▸ DATA FOR THIS TASK:
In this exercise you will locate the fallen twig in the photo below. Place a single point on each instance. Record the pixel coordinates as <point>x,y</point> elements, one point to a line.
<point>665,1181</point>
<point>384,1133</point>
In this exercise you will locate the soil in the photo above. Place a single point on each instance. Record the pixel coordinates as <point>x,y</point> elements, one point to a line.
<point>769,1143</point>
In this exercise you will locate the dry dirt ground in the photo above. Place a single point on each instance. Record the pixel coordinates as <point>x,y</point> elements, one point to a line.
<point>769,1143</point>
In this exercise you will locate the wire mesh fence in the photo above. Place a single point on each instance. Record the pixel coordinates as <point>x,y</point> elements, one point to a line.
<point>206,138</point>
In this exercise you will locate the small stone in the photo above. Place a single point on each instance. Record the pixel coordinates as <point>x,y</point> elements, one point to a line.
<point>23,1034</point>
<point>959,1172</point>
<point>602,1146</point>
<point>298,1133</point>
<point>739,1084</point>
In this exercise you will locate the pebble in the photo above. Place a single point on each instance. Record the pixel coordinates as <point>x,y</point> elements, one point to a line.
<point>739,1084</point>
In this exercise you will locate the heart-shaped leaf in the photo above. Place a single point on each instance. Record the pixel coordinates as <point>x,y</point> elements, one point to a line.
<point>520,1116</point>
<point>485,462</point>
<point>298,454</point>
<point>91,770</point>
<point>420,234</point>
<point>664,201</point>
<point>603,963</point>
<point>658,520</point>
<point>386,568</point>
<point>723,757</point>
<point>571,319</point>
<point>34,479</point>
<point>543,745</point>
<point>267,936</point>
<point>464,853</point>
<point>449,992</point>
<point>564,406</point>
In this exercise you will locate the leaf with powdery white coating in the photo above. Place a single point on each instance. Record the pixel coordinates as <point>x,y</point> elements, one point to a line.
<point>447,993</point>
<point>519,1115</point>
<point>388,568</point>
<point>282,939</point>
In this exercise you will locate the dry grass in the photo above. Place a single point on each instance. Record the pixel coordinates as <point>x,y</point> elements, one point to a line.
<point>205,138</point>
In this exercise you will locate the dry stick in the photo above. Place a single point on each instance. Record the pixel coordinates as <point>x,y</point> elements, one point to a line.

▸ EXERCISE INSTRUCTIONS: Transcribe all of the material above, line by line, without altering any character.

▸ TASK RESPONSE:
In this exercise you will locate the fallen twig in the photo below. Place a single point on each instance. Record the pixel coordinates as <point>x,y</point> elements, one point to a line.
<point>665,1181</point>
<point>384,1133</point>
In this exercise you will locate the soil in the photo above. Place a single point on each instance. Record the pixel coordinates as <point>x,y</point> elements, one point to a line.
<point>769,1143</point>
In this exercise you will locate the dry dirt ground in the photo above. Place a single point on each instance. Record the pixel coordinates as <point>x,y</point> elements, one point to a line.
<point>769,1143</point>
In this exercise you will locate the wire mesh fence in the photo above. Place a single point on each instance. Record the pixel coordinates as <point>x,y</point> elements, one point to a line.
<point>206,138</point>
In this exercise you will locate the small stone in the photo above. Place a single point on each instance. Record the pixel coordinates as <point>x,y</point> elements, one point to a line.
<point>23,1034</point>
<point>959,1172</point>
<point>602,1146</point>
<point>298,1133</point>
<point>739,1084</point>
In this exercise you will locate the pebble in the photo above. Place a single point on each instance. Record the pixel coordinates as <point>x,y</point> elements, one point to a line.
<point>739,1084</point>
In this exercise you will locate the heart-shaped leaf in the photo above. Place a single point on each instance. Record the pixel coordinates as <point>x,y</point> elements, one point to a line.
<point>520,1116</point>
<point>485,462</point>
<point>298,454</point>
<point>91,770</point>
<point>420,234</point>
<point>664,201</point>
<point>603,963</point>
<point>658,520</point>
<point>386,568</point>
<point>723,757</point>
<point>571,319</point>
<point>34,479</point>
<point>543,745</point>
<point>267,936</point>
<point>464,853</point>
<point>449,992</point>
<point>564,406</point>
In this exercise you will locate the leaf with powdery white coating in the photo above. Place a single point on each instance. Record the pixel coordinates as <point>x,y</point> elements, one point to a line.
<point>447,993</point>
<point>519,1115</point>
<point>388,568</point>
<point>282,939</point>
In this exercise you will locate the dry grass in the photo above. Place a single point on each instance. Record the pixel coordinates as <point>x,y</point> elements, one point to a line.
<point>205,138</point>
In this exercise you will locate the dry stick in the photo above. Place a single point on each instance. Record the pixel coordinates as <point>x,y</point> elements, one point to a line.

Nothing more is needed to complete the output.